Sunday, October 9, 2011

What Do We Owe?

Texts:    2 Chronicles 26:3-5; 16-21; Romans 13:1-7; Matthew 22:1-14
           
    UP WHERE I LIVE, WE HAVE A SCHOOL district per capita tax.  A poll tax.  Everyone has to pay it simply because they live in the school district.  It's $15.00 a year, no big deal.  I pay it and forget about it until the bill comes in the mail the following July.

    In occupied Israel in the days when Jesus walked this earth, paying one's poll tax was a big deal.   It raised passions and questions of freedom and worship, of bondage and loyalty.  For Jesus' enemies, it was a way to try to destroy Him and His ministry.  But for us, the events of Matthew 22:15-22 should lead us better to understand who we are under God and what we owe to the kingdom of God and to the kingdoms of this world.

     It is Monday, the day after our Lord's triumphal entry into Jerusalem.  Jesus is in the Temple.  He'd been teaching the people that morning, until He was interrupted by a delegation of chief priests and elders, many of them Pharisees.  They challenged His right to do what He was doing: His royal procession into Jerusalem, His driving out the moneychangers, all of it.  In answer, Jesus confronted them with three parables, all of them passing judgement on these Jewish leaders for their failure to be ready to welcome Him as Messiah when He came.  Did that humble them and send them home to search the Scriptures and pray the Father to open their eyes to welcome their King?

    Of course not.  It made them all the more determined to find a way to get rid of Jesus, to kill Him.

    So, our passage begins, the Pharisees left His presence.  But they didn't go far.  They huddled together to make plans to trap Jesus in His words.  They'd ask Him one little question about paying the per capita tax to Rome.  However Jesus answered, they'd have grounds to arrest Him and have Him tried for  sedition, or He'd rile up the crowd so they'd spontaneously stone Him.  Cleverly, these same men didn't return to the Temple themselves.  No, they sent disciples of theirs, men they thought Jesus wouldn't know, to pretend to be earnest seekers after knowledge.  These men would flatter Jesus and then, when He was off His guard, they'd spring a question that was sure to land Him in disaster, no matter which answer He gave.

    Why is that?  Because, unlike the poll tax I pay to my area school district, the poll tax levied by Rome signified subjection to Caesar.  To a good religious Jew, that meant that Caesar was usurping the place of God.  In Exodus 30 the Israelites were each commanded to pay into the Tabernacle treasury a half-shekel "atonement money," as the NIV puts it.  The Scripture calls this a ransom for each Israelite's life, the price on his or her head, so to speak, and it symbolized that they belonged to the Lord their God and lived or died at His sovereign pleasure.  The Jews of Jesus' day still paid the Temple poll tax, but Caesar had imposed a head tax of his own, as if they belonged to him instead.

_Source material:_
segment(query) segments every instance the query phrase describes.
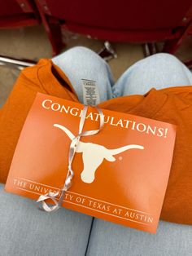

_Exercise instructions:_
1. According to the sermon, how much is the school district per capita tax each year?
2. Quote the sermon word for word, starting at "UP WHERE I LIVE, WE" and ending at "the following July.".
3. Using the sermon, say whether each statement agrees with it, answering yes or no and quoting the words that decide it: (a) The Pharisees went back to the Temple themselves to question Jesus. (b) In Exodus 30 each Israelite was commanded to pay a half-shekel into the Tabernacle treasury. (c) The Jews of Jesus' day had stopped paying the Temple poll tax.
The lines are separate material with no connection to the sermon.

_Per-task answers:_
1. $15.00 a year.

2.
UP WHERE I LIVE, WE HAVE A SCHOOL district per capita tax.  A poll tax.  Everyone has to pay it simply because they live in the school district.  It's $15.00 a year, no big deal.  I pay it and forget about it until the bill comes in the mail the following July.

3.
(a) No: "Cleverly, these same men didn't return to the Temple themselves."
(b) Yes: "In Exodus 30 the Israelites were each commanded to pay into the Tabernacle treasury a half-shekel"
(c) No: "The Jews of Jesus' day still paid the Temple poll tax"